PROBLEM REQUIREMENTS:
Up to the line containing "Can you spot the paved", nothing is kept; from that line through the end of the data below, output every line exactly.

(Saved entries)
########

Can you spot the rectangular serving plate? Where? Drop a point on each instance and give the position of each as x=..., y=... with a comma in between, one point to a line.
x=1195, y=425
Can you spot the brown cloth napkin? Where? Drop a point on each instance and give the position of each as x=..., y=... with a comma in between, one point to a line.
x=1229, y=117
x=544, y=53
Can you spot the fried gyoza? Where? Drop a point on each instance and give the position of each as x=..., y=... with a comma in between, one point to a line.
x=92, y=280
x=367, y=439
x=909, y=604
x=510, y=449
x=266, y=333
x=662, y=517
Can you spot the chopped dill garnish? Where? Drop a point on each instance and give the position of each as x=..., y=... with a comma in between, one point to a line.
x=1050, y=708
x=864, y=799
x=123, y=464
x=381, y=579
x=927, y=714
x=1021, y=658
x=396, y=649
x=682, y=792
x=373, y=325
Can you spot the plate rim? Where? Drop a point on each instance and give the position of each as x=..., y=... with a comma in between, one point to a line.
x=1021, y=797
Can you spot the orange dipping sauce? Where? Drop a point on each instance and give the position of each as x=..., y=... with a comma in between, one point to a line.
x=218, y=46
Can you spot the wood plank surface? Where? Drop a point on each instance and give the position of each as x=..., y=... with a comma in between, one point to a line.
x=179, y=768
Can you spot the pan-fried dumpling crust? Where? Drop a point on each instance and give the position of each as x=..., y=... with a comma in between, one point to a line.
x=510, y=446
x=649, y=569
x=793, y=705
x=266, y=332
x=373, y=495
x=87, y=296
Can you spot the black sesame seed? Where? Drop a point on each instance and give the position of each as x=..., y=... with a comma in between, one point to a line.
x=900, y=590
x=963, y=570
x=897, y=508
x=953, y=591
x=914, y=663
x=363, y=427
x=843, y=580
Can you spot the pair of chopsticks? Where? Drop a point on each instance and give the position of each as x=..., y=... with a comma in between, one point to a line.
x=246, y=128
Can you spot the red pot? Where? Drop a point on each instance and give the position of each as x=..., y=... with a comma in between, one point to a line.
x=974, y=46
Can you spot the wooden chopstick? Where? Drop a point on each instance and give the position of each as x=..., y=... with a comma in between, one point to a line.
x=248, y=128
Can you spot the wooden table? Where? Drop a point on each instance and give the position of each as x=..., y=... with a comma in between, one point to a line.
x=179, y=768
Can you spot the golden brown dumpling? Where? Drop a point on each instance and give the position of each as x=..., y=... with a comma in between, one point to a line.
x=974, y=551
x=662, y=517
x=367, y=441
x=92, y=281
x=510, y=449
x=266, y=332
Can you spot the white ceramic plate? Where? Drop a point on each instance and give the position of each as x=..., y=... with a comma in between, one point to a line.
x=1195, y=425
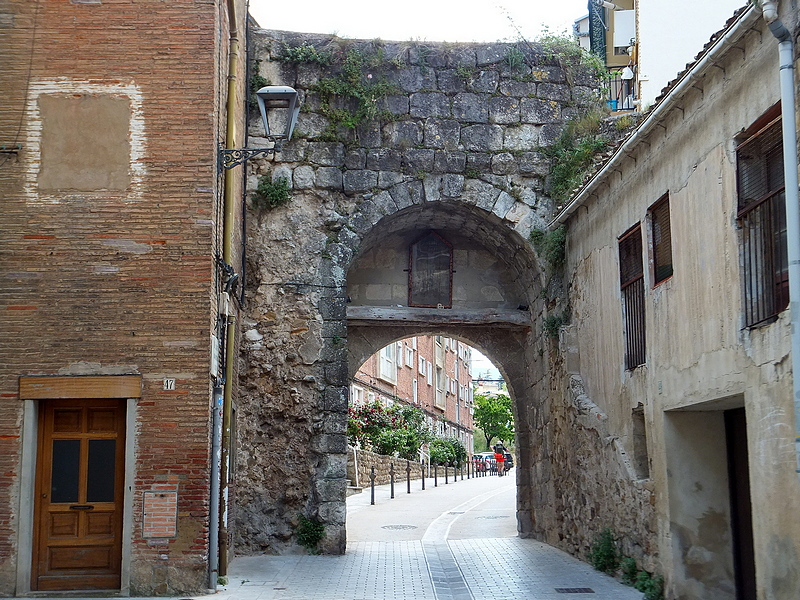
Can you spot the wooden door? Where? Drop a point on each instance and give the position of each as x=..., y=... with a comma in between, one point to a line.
x=79, y=495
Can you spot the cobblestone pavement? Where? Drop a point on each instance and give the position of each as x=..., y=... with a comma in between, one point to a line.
x=454, y=542
x=450, y=542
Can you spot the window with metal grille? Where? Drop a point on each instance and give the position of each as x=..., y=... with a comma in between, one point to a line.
x=632, y=287
x=430, y=272
x=762, y=220
x=661, y=236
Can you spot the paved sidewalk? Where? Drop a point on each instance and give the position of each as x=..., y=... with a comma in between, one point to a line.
x=453, y=542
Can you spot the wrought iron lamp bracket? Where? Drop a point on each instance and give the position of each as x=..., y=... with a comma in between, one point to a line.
x=231, y=157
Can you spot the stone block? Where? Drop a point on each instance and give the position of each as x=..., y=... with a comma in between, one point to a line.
x=403, y=134
x=414, y=79
x=428, y=56
x=429, y=104
x=538, y=111
x=440, y=133
x=294, y=151
x=450, y=82
x=485, y=82
x=355, y=158
x=303, y=177
x=533, y=163
x=479, y=193
x=549, y=134
x=336, y=374
x=333, y=513
x=553, y=91
x=360, y=180
x=332, y=490
x=452, y=186
x=383, y=159
x=329, y=178
x=333, y=308
x=326, y=154
x=471, y=108
x=397, y=105
x=488, y=54
x=368, y=134
x=524, y=137
x=449, y=162
x=387, y=179
x=482, y=138
x=418, y=159
x=504, y=163
x=503, y=204
x=479, y=162
x=408, y=193
x=520, y=89
x=504, y=110
x=336, y=398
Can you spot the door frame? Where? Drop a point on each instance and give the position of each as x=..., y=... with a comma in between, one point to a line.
x=32, y=390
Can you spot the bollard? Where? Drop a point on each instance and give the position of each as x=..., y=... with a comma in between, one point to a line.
x=372, y=485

########

REPLY:
Can you spot the paved sidewalk? Where? Drop a point on each instance and give the position of each as x=..., y=... with a comma in between, one point to a line.
x=453, y=542
Can you spot the wrought iron lamp bracket? Where? Drop a point on each instance and give the position of each as x=..., y=... with a comma in between, one point to a line.
x=231, y=157
Can you spot the stone block? Where? Drop a point on each instance and give the position of each as x=..., y=... with a comma in between, one point to a line.
x=403, y=134
x=414, y=79
x=428, y=56
x=429, y=104
x=538, y=111
x=440, y=133
x=294, y=151
x=450, y=82
x=485, y=82
x=355, y=158
x=303, y=177
x=533, y=163
x=479, y=193
x=549, y=134
x=336, y=374
x=333, y=513
x=553, y=91
x=360, y=180
x=332, y=490
x=452, y=186
x=383, y=159
x=329, y=178
x=333, y=308
x=326, y=154
x=471, y=108
x=397, y=105
x=488, y=54
x=368, y=134
x=524, y=137
x=449, y=162
x=387, y=179
x=482, y=138
x=418, y=159
x=504, y=163
x=503, y=204
x=479, y=162
x=408, y=193
x=520, y=89
x=504, y=110
x=336, y=398
Can you spot the door frame? Where? Drop a point on each instance and give the position of each as x=..., y=... with a comma in between, one point to a line.
x=32, y=390
Can you spot the bollard? Where? Drop a point on each instance and give the position of each as x=..., y=... with a comma in between, one point to a line.
x=372, y=485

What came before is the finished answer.